*DESCRIPTION OF THE TASK*
List every number written in digits in the article below about James Graham and concussion, with what each one counts.

*DOCUMENT SECTION*
James Graham has revealed he has been told by doctors that his brain is losing volume.
The former Bulldogs and Dragons star has been one of the headline cases in the concussion scandal that has rocked Australian sport in recent years, having admitted he suffered 100 concussions during his career.
His backflip on controversial views about the issue have come to symbolise the shift in professional sport about the need to protect athletes from themselves against cases of head trauma and chronic traumatic encephalopathy (CTE).
The 36-year-old last month launched the Head Noise podcast in association with The Australian, investigating concussion and head injuries and revealed he had taken more than 18,000 hits in his career, which spanned 423 games between the UK Super League and NRL as well as a further 53 games in international football.
In the latest edition of the Podcast, Graham reveals he was recently told there is evidence he has suffered brain trauma that is “significant”.

*GIVEN MATERIAL*

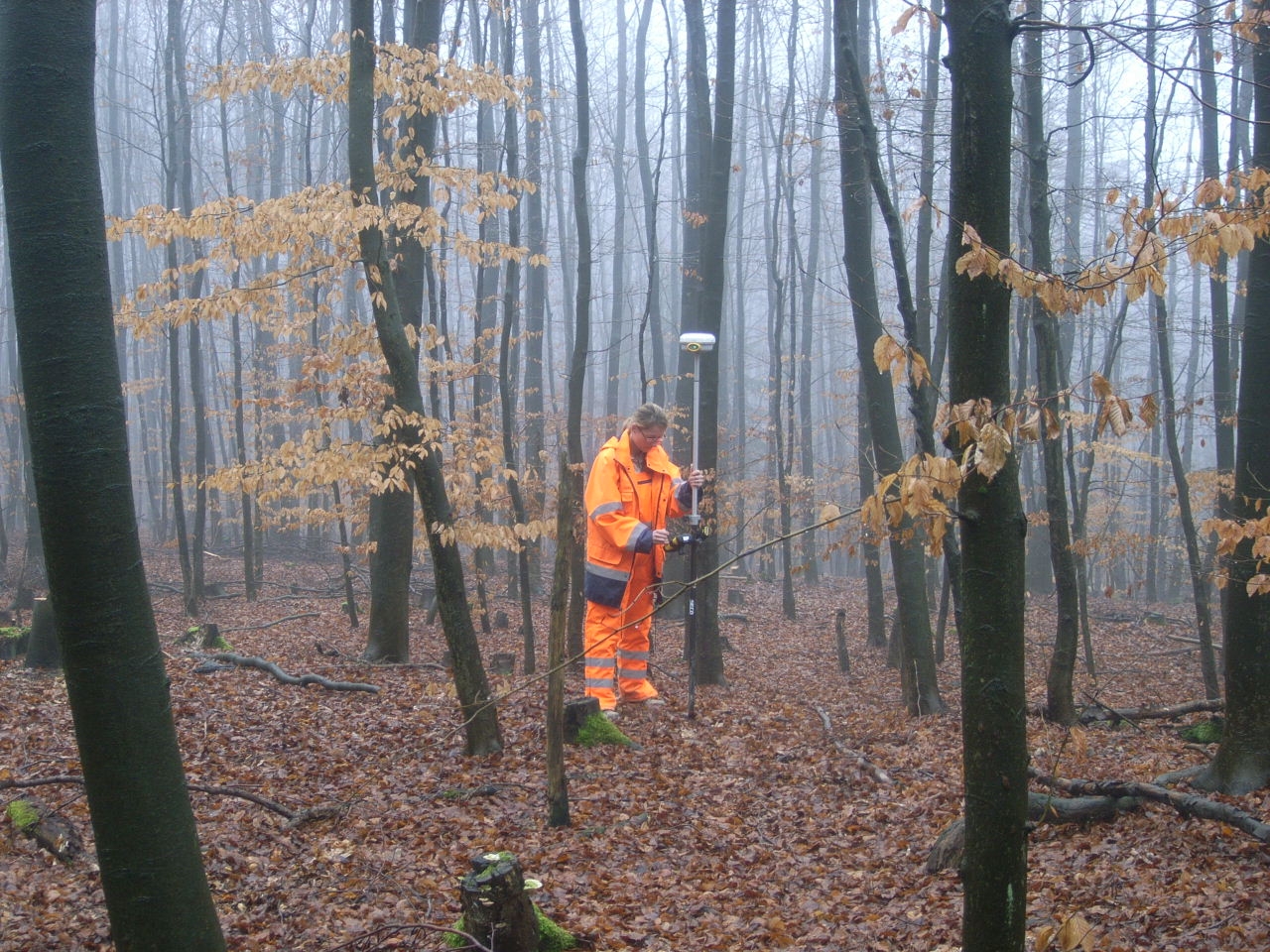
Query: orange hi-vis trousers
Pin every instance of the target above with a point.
(616, 643)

*TASK ANSWER*
- 100: concussions he suffered during his career
- 36: his age in years
- 18,000: hits he took in his career (more than this number)
- 423: games he played between the UK Super League and NRL
- 53: further games he played in international football